# Haralson 10-2: Busted!!!



## CharlesH (Oct 2, 2004)

Well this morning was a very nice morning to be in the woods, except for a few mistakes by me.  It all started after i got settled in the stand, i had two deer start blowing at me about 50 yards to my left so i waited them out.  Then at about 7:40 i start hearing what sounds like squirells playing and then i begin to think deer, well by that time i slowing turn my head to see antlers go behind a tree and a deer stop.  I sit cautiously for a few minutes as the deer stands there.  The deer then begins to move from my right to left so that it can come out into the food plot i'm over looking, but instead of not moving at all i barely move my right arm to try to get my release on the bow and the next sounds i hear are of the buck bounding into the woods    .  I was busted, and how stupid could i be, i just needed to sit still until he went by but i moved....oh well he didn't go far till he stopped and i believe he will be back; no snorts or stomps, i just think he got startled......i hope at least.  I made out three good points just on his right side in a couple of seconds and the rack was very dark.


----------



## robertyb (Oct 2, 2004)

He will be extremely cautious next time he approches your stand site even if he did not know what you were. I rarely see the same buck twice in a season at the same location if I have spooked him in the least.  If you are in a climber I would move off the food plot and hunt a trail 50 to 100 yards off the plot to catch him unaware. If you are in a fixed site stand hunt the evenings and you will see him sooner or later at last light.


----------



## CharlesH (Oct 2, 2004)

*thanks*

Thanks for the advice, i am planning on hunting him during the week this week probably thursday and i'm going to stay all day; I have a stand in another location, do you think i should hunt it in the morning and then go to this one in the afternoon if the conditions are right?


----------



## HuntinTom (Oct 2, 2004)

Dataset rows >>

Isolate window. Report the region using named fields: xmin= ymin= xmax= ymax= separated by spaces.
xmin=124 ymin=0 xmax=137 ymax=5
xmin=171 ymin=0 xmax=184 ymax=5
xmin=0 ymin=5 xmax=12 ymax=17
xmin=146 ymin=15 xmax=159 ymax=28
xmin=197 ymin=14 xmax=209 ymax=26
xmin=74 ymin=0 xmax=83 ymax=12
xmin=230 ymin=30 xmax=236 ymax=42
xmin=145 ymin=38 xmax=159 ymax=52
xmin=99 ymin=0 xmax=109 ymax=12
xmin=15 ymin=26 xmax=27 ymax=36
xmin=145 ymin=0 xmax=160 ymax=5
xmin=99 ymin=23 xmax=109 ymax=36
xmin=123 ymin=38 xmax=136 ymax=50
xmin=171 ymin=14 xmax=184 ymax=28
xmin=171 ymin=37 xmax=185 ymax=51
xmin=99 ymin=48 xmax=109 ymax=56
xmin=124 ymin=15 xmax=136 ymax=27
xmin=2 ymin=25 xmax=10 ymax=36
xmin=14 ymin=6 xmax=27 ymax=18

Tasks for this exercise >>
1 > Rewrite the records with "window" changed to "pane", leaving every other part of them as it is.
2 > Extend the forum thread about the spooked buck from the point where it ends.

Expected answers >>
1 >
Isolate pane. Report the region using named fields: xmin= ymin= xmax= ymax= separated by spaces.
xmin=124 ymin=0 xmax=137 ymax=5
xmin=171 ymin=0 xmax=184 ymax=5
xmin=0 ymin=5 xmax=12 ymax=17
xmin=146 ymin=15 xmax=159 ymax=28
xmin=197 ymin=14 xmax=209 ymax=26
xmin=74 ymin=0 xmax=83 ymax=12
xmin=230 ymin=30 xmax=236 ymax=42
xmin=145 ymin=38 xmax=159 ymax=52
xmin=99 ymin=0 xmax=109 ymax=12
xmin=15 ymin=26 xmax=27 ymax=36
xmin=145 ymin=0 xmax=160 ymax=5
xmin=99 ymin=23 xmax=109 ymax=36
xmin=123 ymin=38 xmax=136 ymax=50
xmin=171 ymin=14 xmax=184 ymax=28
xmin=171 ymin=37 xmax=185 ymax=51
xmin=99 ymin=48 xmax=109 ymax=56
xmin=124 ymin=15 xmax=136 ymax=27
xmin=2 ymin=25 xmax=10 ymax=36
xmin=14 ymin=6 xmax=27 ymax=18

2 >
*That's Huntin' Charles...*

Stick with him bro - You didn't get that avatar buck without having some "stick-to-it-ness" in ya'


----------



## Jim Thompson (Oct 2, 2004)

Oh well, sounds exciting anyway.  Probably move trees too.

Jim


----------



## robertyb (Oct 2, 2004)

I would definitely hunt a different stand location in the morning, at least a different tree 50 or so yards from where you got busted. My experience is that once seen in a tree you are unlikely to ever get a shot at that buck again at that location. Now this is not set in stone as I have seen the same buck later in the evening on food plots. But they always enter at a different location from where they were spooked. I try to not hunt the same stand over two times in a row and not over three or four times a month. For a really big buck your best bet is shooting him the very 1st time on stand in a new location. They pick up on your presence very fast and will avoid that area until after dark. As careful as you might think you are you WILL leave human scent in an area. Move, keep them guessing, do not let the deer pattern you.


----------



## CharlesH (Oct 3, 2004)

Thanks for the information, i will give it a try, i've got a tree that i can put my climber on that is a litter farther from the food plot and is located toward where the deer seem to be coming from.  I will not give up on this one, cause i know that there's a really big deer in the area.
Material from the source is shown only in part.